* _Work to complete_
Would you print all of the entries exactly, please, but without their pictures?
========
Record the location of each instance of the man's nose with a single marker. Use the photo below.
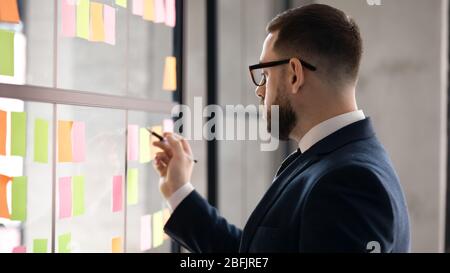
(260, 91)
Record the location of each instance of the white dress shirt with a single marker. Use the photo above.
(316, 134)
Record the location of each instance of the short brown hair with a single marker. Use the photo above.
(325, 35)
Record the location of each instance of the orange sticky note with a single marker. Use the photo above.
(97, 24)
(2, 133)
(4, 212)
(149, 10)
(65, 141)
(117, 245)
(170, 74)
(9, 12)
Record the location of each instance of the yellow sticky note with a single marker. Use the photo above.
(83, 9)
(170, 74)
(158, 229)
(97, 25)
(149, 10)
(116, 245)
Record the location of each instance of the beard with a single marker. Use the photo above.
(287, 118)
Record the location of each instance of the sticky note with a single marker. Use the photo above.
(170, 74)
(6, 53)
(19, 249)
(146, 232)
(168, 126)
(78, 140)
(149, 10)
(18, 133)
(132, 186)
(122, 3)
(160, 11)
(40, 246)
(110, 24)
(64, 242)
(78, 195)
(65, 197)
(117, 193)
(68, 13)
(19, 199)
(132, 142)
(3, 117)
(144, 146)
(154, 150)
(97, 23)
(41, 141)
(158, 226)
(170, 13)
(4, 212)
(116, 245)
(138, 7)
(83, 10)
(65, 141)
(9, 12)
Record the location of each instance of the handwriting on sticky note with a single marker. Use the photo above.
(110, 25)
(6, 53)
(41, 141)
(65, 141)
(68, 12)
(78, 141)
(132, 186)
(18, 133)
(19, 199)
(170, 74)
(97, 28)
(65, 197)
(83, 20)
(117, 193)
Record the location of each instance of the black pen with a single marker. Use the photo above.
(162, 139)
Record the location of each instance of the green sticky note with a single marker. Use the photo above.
(78, 195)
(83, 12)
(41, 141)
(19, 199)
(144, 146)
(18, 133)
(132, 186)
(6, 53)
(122, 3)
(64, 243)
(40, 246)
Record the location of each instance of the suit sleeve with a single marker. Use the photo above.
(198, 227)
(346, 211)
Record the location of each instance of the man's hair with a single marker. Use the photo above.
(321, 34)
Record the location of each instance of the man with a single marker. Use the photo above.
(338, 192)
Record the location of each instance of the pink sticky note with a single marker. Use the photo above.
(78, 137)
(109, 16)
(146, 232)
(20, 249)
(138, 7)
(68, 18)
(65, 197)
(133, 139)
(170, 13)
(117, 193)
(160, 11)
(168, 126)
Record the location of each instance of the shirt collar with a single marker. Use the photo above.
(328, 127)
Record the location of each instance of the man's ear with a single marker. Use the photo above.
(297, 78)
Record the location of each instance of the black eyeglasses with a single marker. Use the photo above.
(258, 76)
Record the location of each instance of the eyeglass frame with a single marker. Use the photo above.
(276, 63)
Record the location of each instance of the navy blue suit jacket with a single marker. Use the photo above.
(341, 195)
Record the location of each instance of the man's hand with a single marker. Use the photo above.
(174, 164)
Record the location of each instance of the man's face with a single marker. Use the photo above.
(275, 91)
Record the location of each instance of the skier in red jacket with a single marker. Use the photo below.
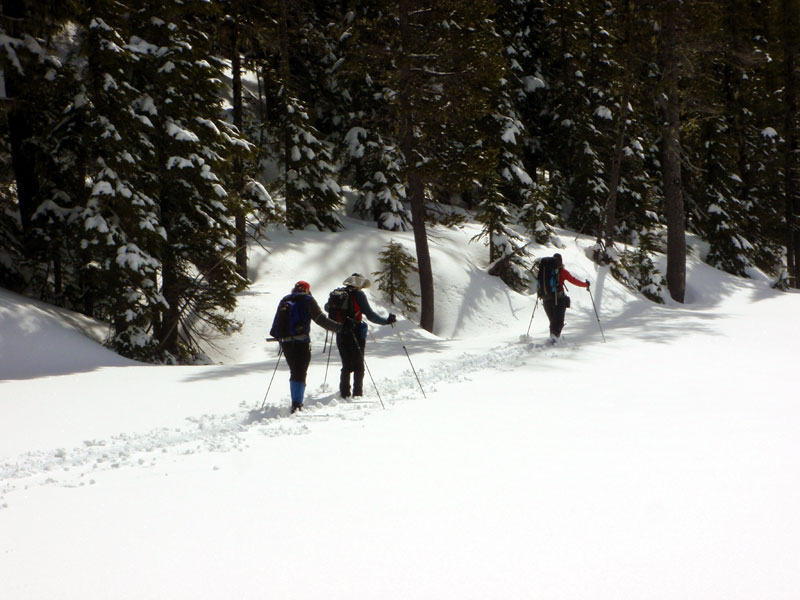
(552, 275)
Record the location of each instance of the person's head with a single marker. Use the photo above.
(358, 281)
(302, 287)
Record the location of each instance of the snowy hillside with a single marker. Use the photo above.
(663, 463)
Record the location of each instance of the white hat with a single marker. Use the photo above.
(357, 280)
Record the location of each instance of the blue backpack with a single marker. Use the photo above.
(547, 277)
(291, 318)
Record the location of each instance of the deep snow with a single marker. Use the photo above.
(661, 464)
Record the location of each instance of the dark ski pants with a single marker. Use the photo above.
(298, 357)
(351, 350)
(556, 309)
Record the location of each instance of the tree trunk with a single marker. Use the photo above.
(671, 152)
(606, 234)
(293, 219)
(23, 160)
(791, 167)
(241, 218)
(416, 187)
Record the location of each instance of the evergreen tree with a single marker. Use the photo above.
(308, 176)
(396, 266)
(179, 85)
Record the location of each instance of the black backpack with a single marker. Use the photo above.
(291, 318)
(547, 277)
(340, 304)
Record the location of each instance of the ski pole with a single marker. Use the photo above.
(280, 351)
(596, 315)
(402, 343)
(327, 362)
(364, 360)
(533, 313)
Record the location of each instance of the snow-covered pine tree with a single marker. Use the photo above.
(307, 179)
(506, 249)
(396, 266)
(36, 83)
(516, 25)
(116, 224)
(192, 146)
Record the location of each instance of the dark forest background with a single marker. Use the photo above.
(143, 144)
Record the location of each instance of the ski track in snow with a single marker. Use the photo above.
(229, 433)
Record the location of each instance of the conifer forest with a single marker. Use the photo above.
(146, 144)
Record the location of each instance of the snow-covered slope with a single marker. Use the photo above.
(661, 464)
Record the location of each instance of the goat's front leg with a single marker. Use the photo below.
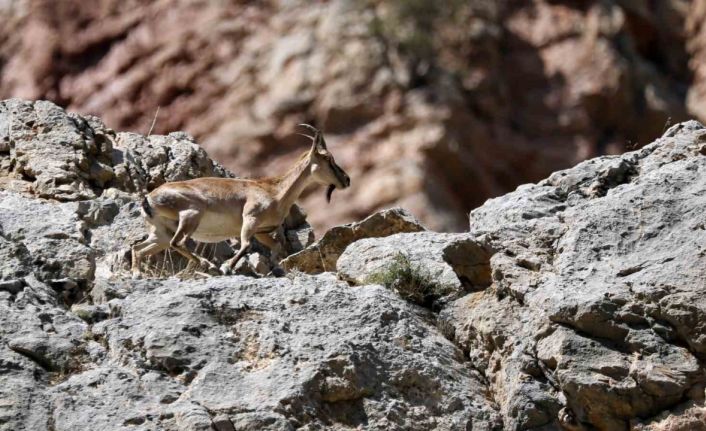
========
* _Answer space_
Record the location of each instance of the man's nose with a single marker. Use the photo below.
(260, 91)
Record the location of each instance of the white dress shirt with a single marker. Use the photo above.
(316, 134)
Record the location of each instance of the short brown hair with a single marker. Use the photo above.
(325, 35)
Record the location of each instance of the orange sticky note with a single marker. Use the photo above.
(97, 24)
(2, 133)
(4, 212)
(149, 10)
(65, 141)
(117, 245)
(170, 74)
(9, 12)
Record the location of each instance of the yellow sticky note with a single marker. Use the photo above.
(83, 9)
(170, 74)
(158, 229)
(97, 25)
(149, 10)
(116, 245)
Record the location of each instance of the beard with a single marker. Use the photo above.
(287, 118)
Record the location of each instance of the sticky note with a single marker. Use the photo above.
(170, 74)
(6, 53)
(19, 249)
(146, 232)
(168, 126)
(78, 140)
(149, 10)
(18, 133)
(132, 186)
(122, 3)
(160, 11)
(40, 246)
(110, 24)
(64, 242)
(78, 195)
(65, 197)
(117, 193)
(68, 13)
(19, 199)
(132, 142)
(3, 117)
(144, 146)
(154, 150)
(97, 23)
(41, 141)
(158, 226)
(170, 13)
(4, 212)
(116, 245)
(138, 7)
(83, 10)
(65, 141)
(9, 12)
Record the location of each instance of the handwriting on sticky note with a single marker. Use the photo above.
(110, 25)
(6, 53)
(41, 141)
(65, 141)
(68, 12)
(78, 141)
(132, 186)
(18, 133)
(19, 199)
(170, 74)
(97, 28)
(65, 197)
(83, 20)
(117, 193)
Record the location of each instance of the black pen with a single marker. Use the photo above.
(162, 139)
Record the location of each instance of the green sticky note with a single marker. Use the photo above.
(78, 195)
(83, 12)
(41, 141)
(19, 199)
(144, 146)
(18, 133)
(132, 186)
(6, 53)
(122, 3)
(64, 243)
(40, 246)
Record the location of each instance of the suit sleeve with a single marker. Use the photo above.
(198, 227)
(346, 211)
Record the location of each instance of the man's hair with a single marker. Use the photo above.
(321, 34)
Record the location of each instance of the man with a single marker. Use the photo above.
(338, 192)
Record the location of each instance of the pink sticky note with a single marker. Use the photo above.
(78, 137)
(109, 16)
(146, 232)
(20, 249)
(138, 7)
(68, 18)
(65, 197)
(133, 139)
(170, 13)
(117, 193)
(160, 11)
(168, 126)
Record the location of each instance of the shirt collar with a single marker. Use the photo above.
(328, 127)
Record the location of each instance of the man's ear with a single marker. Use the photo above.
(297, 78)
Record the location of each instance of the black eyeglasses with a single marker. Use the photo above.
(258, 76)
Record the location of each instance of the eyeglass frame with a single marker. Use the photo above.
(276, 63)
Record the location of each instance of the navy blue suit jacket with a single marker. Use the photo above.
(341, 195)
Record the location of each instance of the man's hand with a single marker. Use the photo above.
(174, 164)
Record the location of each instance of the man's face with a single marker. Use the photo above.
(275, 91)
Record the location of each instance of the skier in red jacket with a single marker. Use the photo below.
(552, 275)
Record the location of each instance of the person's head with a single marker. Use the photo above.
(358, 281)
(302, 287)
Record the location of each instance of the snowy hillside with a single marker. Use the photo above.
(663, 463)
Record the location of each instance of the white hat with a single marker. Use the photo above.
(357, 280)
Record the location of each instance of the blue backpack with a single marker. Use the photo above.
(547, 277)
(291, 318)
Record the location of each instance of the deep snow with a single marker. Use the photo above.
(661, 464)
Record the location of each instance of the dark ski pants with a single marker. Use the photo above.
(298, 357)
(351, 350)
(556, 309)
Record the location of each instance of the tree trunk with a single marker. Use the photo above.
(671, 152)
(606, 234)
(293, 219)
(23, 160)
(791, 167)
(241, 218)
(416, 187)
Record the location of each instance of the evergreen tree with a single marker. Use the photo above.
(308, 176)
(396, 266)
(179, 85)
Record the location of each instance of the black backpack with a single marker. Use the photo above.
(291, 318)
(547, 277)
(340, 304)
Record the location of each instance of the ski pole with a single marker. Use the photo above.
(280, 351)
(596, 315)
(402, 343)
(327, 362)
(364, 360)
(533, 313)
Record the location of each instance of the snow-covered pine tree with a single marker. Use the photo above.
(307, 179)
(506, 249)
(396, 266)
(36, 83)
(516, 25)
(116, 224)
(192, 146)
Record the location of each instance of the dark forest background with a single marker. Use the photo above.
(143, 144)
Record the location of each instance of the ski track in snow with a single marker. Use the photo above.
(229, 433)
Record the location of each instance of the conifer forest with a single marker. Use the photo above.
(146, 144)
Record the location of each instance of the snow-covered slope with a single marker. Use the photo above.
(661, 464)
Record the location of each instance of the goat's front leg with a single marker. Use the photo below.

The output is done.